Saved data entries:
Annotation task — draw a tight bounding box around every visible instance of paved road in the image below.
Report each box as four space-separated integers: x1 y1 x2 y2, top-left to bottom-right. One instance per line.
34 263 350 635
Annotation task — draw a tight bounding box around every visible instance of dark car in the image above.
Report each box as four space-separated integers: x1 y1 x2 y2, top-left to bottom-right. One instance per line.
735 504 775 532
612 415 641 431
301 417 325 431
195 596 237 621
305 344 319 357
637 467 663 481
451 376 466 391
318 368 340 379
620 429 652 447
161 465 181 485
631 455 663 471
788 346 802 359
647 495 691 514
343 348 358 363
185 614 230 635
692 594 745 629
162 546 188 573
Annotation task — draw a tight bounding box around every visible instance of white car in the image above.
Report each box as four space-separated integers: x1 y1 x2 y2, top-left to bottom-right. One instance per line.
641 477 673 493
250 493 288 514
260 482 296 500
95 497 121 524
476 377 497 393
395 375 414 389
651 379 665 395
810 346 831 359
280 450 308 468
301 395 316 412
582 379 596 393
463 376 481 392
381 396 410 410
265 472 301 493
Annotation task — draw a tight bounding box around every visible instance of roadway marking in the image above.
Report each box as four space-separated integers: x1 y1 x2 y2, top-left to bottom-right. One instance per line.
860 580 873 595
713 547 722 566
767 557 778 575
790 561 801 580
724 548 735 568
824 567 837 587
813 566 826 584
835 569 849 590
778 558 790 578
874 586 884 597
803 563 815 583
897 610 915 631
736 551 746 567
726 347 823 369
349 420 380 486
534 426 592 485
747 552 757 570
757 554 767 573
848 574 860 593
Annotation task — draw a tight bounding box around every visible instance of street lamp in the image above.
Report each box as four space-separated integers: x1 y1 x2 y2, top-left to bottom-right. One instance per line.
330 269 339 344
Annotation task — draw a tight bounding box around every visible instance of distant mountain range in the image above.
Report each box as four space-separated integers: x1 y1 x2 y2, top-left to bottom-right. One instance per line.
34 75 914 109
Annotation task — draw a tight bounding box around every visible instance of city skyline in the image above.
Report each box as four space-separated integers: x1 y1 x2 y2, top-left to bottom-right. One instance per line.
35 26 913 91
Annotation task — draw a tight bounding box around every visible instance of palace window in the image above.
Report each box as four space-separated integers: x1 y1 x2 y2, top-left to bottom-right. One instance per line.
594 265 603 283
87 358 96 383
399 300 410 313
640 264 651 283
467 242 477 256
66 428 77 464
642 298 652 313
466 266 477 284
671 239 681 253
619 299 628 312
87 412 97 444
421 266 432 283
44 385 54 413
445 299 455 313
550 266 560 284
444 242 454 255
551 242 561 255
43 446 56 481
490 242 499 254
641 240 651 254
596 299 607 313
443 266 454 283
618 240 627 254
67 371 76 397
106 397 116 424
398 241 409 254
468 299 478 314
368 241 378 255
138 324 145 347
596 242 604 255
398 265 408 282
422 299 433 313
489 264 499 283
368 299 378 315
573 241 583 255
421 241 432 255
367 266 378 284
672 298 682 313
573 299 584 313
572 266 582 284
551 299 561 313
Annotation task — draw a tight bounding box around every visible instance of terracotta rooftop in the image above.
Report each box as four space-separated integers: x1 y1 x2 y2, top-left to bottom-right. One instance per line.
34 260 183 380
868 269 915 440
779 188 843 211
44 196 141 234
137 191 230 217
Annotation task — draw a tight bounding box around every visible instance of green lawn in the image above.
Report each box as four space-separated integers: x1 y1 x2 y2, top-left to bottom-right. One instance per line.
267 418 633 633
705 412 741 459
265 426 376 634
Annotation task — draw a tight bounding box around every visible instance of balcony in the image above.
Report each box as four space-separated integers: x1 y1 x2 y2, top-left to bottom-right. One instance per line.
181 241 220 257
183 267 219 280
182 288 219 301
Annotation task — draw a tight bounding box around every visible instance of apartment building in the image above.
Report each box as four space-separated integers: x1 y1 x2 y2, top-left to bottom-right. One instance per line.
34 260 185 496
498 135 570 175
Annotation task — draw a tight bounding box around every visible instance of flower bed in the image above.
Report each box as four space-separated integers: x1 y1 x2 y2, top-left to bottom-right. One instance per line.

• **Instructions to follow**
Each record above has to be printed again, word for word.

• **Reply**
Annotation task — draw a tight bounding box around every visible instance of paved road in the image below.
Report each box as four space-separated integers: x1 y1 x2 y2, top-left to bottom-right. One instance per line.
34 263 350 635
Annotation task — draw a tight bounding box around every visible instance of dark car in the image above.
Report each box as four space-separated integers: x1 y1 x2 y2, top-left to bottom-right. One instance per line.
735 504 775 532
612 415 641 431
301 417 325 431
195 596 237 621
305 344 319 357
637 467 663 481
451 376 466 391
318 368 340 379
620 429 652 447
161 465 181 485
631 455 663 471
788 346 802 359
647 495 691 514
343 348 358 363
185 614 230 635
692 594 745 629
162 546 188 573
Annotation task — draw a tight bounding box around every visible instance of white car in the image above.
Report each box as four space-separated integers: x1 y1 x2 y2, top-left to bottom-right. One instance per line.
641 477 673 493
250 493 288 514
260 482 296 500
95 497 121 524
476 377 497 393
395 375 414 389
651 379 665 395
810 346 831 359
280 450 308 468
301 395 316 412
582 379 596 393
463 376 481 392
381 396 410 410
265 472 301 493
Annotation task — draw a tight bounding box around every visible instance of roadway marking in the image above.
Report each box as four space-separated integers: x1 y1 x2 y2, top-left to bottom-right. One instance per line.
860 580 873 595
713 547 722 566
767 557 778 575
790 561 801 580
724 548 735 568
824 567 837 587
813 566 826 584
835 569 849 590
778 558 790 578
874 586 884 597
803 563 815 583
897 610 915 631
736 551 746 567
726 347 823 369
349 420 380 486
534 426 592 485
747 552 757 570
757 554 767 573
848 574 860 593
Annotation task — draw a tight bounding box around every visible instance of street lamp in the image above.
Report each box as four space-separated integers: x1 y1 x2 y2, top-left to bottom-right. One instance per line.
330 269 339 344
Annotation task — draw a tight bounding box around every visible instance of distant mountain range in the image above.
Report each box as four space-separated integers: x1 y1 x2 y2, top-left to bottom-right. One instance per line.
34 75 914 109
Annotation task — draw a tight bounding box around every visible instance of city skyline in the image above.
Report each box as four space-separated integers: x1 y1 x2 y2, top-left to bottom-right. One instance per line.
35 26 913 91
Annotation task — draw a tight bounding box around every visible instance of palace window in the image above.
Report each box as four space-separated integers: x1 y1 x2 y2, top-left to bottom-right. One instance per line.
594 265 603 283
87 358 96 383
399 300 410 313
640 264 651 283
467 242 477 256
66 428 77 464
642 298 652 313
466 266 477 284
671 239 681 253
619 299 628 312
87 412 97 444
421 266 432 283
44 385 54 413
445 299 455 313
550 266 560 284
444 242 454 255
551 242 561 255
43 446 56 481
490 242 499 254
641 240 651 254
596 299 607 313
443 266 454 283
618 240 627 254
67 371 76 397
106 397 116 424
398 241 409 254
468 299 478 314
368 241 378 255
138 324 145 347
596 242 604 255
398 265 408 282
422 299 433 313
489 264 499 283
368 299 378 315
573 241 583 255
421 241 432 255
367 266 378 284
672 298 682 313
573 299 584 313
572 266 582 284
551 299 561 313
Annotation task — draw a tight bounding box around every visible instance of terracotta rooftop in the image above.
Report each box as four space-separated integers: x1 y1 x2 y2, top-left to bottom-right. One instance per line.
34 260 183 380
868 269 915 440
779 188 843 211
44 196 141 234
137 191 230 217
Annotation task — draw a tight bounding box around every visible instance of green lawn in the image above.
Report each box as four space-separated integers: x1 y1 x2 y2, top-left to bottom-right. One instance per line.
267 418 633 633
705 412 741 459
265 426 376 634
Annotation task — draw a tight bounding box around every visible instance of balcony in the image above.
Report each box as four space-separated integers: x1 y1 x2 y2, top-left to bottom-right. One instance per line.
181 241 220 257
183 267 219 280
182 288 219 301
Annotation task — draw a tight bounding box around every visible instance of apartment building in the image above.
Report each box as four space-separated integers: x1 y1 x2 y2, top-left to bottom-right. One instance per line.
34 260 185 496
498 135 570 175
Annotation task — draw a tight bounding box around every visible instance of flower bed in the image above.
Report each box as four space-separated integers: x1 y1 x2 y2, top-left to bottom-right. One instance per line.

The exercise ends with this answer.